# 原文摘录:
+ + + +

Skip to content

增量式爬虫实践案例 下载指定b站up主的所有作品

背景

增量式爬取指定的up主的所有投稿作品,即实现一个增量式爬虫。

这次示范的up主是个妹子😏kototo使用了scrapy框架,主要是为了练手,不使用框架反而会更简单一些。

python模块:scrapy、selenium、requests、pymysql

其他环境:ffmpeg、mysql

创建一个项目并创建爬虫

bash
scrapy startproject kototo
cd kototo
scrapy genspider kototo bilibili.com

爬虫类

python
import scrapy
from selenium import webdriver
import re
import json
import requests
import os
from kototo.items import KototoItem
import pymysql


class KototoSpider(scrapy.Spider):
    name = 'kototo'
    start_urls = []

    def __init__(self):
        """
        构造器,主要初始化了selenium对象并实现无头浏览器,以及
        初始化需要爬取的url地址,因为b站的翻页是js实现的,所以要手动处理一下
        """
        super().__init__()
        # 构造无头浏览器
        from selenium.webdriver.chrome.options import Options
        chrome_options = Options()
        chrome_options.add_argument('--headless')
        chrome_options.add_argument('--disable-gpu')
        self.bro = webdriver.Chrome(chrome_options=chrome_options)
        # 指定的up主的投稿页面,可以提到外面使用input输入
        space_url = 'https://space.bilibili.com/17485141/video'
        # 初始化需要爬取的列表页
        self.init_start_urls(self.start_urls, space_url)
        # 创建桌面文件夹
        self.desktop_path = os.path.join(os.path.expanduser('~'), 'Desktop\\' + self.name + '\\')
        if not os.path.exists(self.desktop_path):
            os.mkdir(self.desktop_path)

    def parse(self, response):
        """
        解析方法,解析列表页的视频li,拿到标题和详情页,然后主动请求详情页
        :param response: 
        :return: 
        """
        li_list = response.xpath('//*[@id="submit-video-list"]/ul[2]/li')
        for li in li_list:
            print(li.xpath('./a[2]/@title').extract_first())
            print(detail_url := 'https://' + li.xpath('./a[2]/@href').extract_first()[2:])
            yield scrapy.Request(url=detail_url, callback=self.parse_detail)

    def parse_detail(self, response):
        """
        增量爬取: 解析详情页的音视频地址并交给管道处理
        使用mysql实现
        :param response: 
        :return: 
        """
        title = response.xpath('//*[@id="viewbox_report"]/h1/@title').extract_first()

+ + + +

一些记录

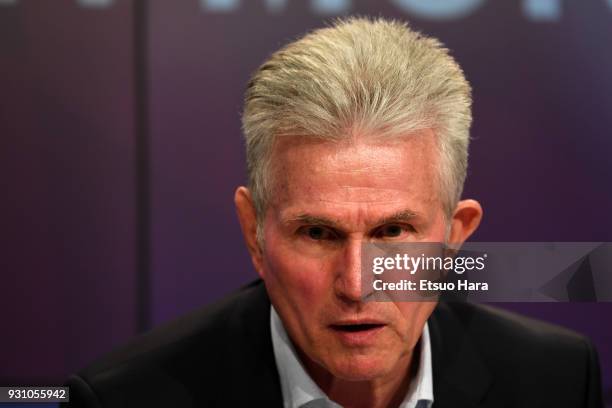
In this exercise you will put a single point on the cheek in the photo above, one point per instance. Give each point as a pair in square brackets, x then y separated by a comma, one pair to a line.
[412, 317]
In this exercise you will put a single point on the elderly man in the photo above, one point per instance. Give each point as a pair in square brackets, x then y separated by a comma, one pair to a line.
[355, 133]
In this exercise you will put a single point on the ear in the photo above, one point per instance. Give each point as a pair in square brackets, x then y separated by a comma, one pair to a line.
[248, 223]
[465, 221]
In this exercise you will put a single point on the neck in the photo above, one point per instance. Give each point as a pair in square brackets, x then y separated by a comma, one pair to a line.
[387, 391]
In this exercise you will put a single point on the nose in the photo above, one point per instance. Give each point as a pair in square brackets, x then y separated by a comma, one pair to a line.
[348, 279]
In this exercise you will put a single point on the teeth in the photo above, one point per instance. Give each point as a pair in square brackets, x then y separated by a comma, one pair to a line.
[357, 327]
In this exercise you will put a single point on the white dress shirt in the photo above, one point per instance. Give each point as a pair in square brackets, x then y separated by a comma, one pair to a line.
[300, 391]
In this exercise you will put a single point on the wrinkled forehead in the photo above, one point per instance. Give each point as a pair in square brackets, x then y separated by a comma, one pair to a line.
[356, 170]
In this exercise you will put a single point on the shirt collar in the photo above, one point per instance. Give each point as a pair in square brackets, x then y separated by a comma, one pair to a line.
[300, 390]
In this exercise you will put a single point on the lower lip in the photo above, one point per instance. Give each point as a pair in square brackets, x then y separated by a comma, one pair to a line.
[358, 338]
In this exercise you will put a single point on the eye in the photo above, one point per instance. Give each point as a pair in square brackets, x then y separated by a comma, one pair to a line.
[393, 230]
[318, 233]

+ + + +

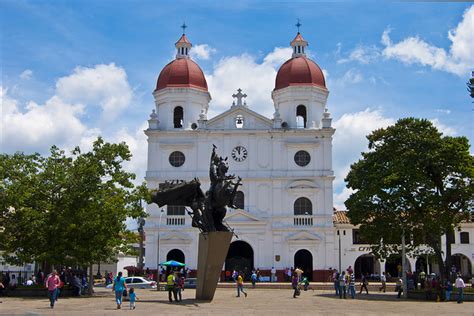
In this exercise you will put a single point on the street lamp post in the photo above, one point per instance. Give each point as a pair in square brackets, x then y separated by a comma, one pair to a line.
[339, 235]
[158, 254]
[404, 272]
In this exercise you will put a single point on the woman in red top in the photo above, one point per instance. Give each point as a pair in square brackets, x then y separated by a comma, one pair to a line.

+ + + +

请把这篇爬虫教程里从“解析方法,解析列表页的视频l”一直到“print(li.xpath('./a[2]/@title').extract_first())”的全部文字逐字抄下来。

解析方法,解析列表页的视频li,拿到标题和详情页,然后主动请求详情页
        :param response: 
        :return: 
        """
        li_list = response.xpath('//*[@id="submit-video-list"]/ul[2]/li')
        for li in li_list:
            print(li.xpath('./a[2]/@title').extract_first())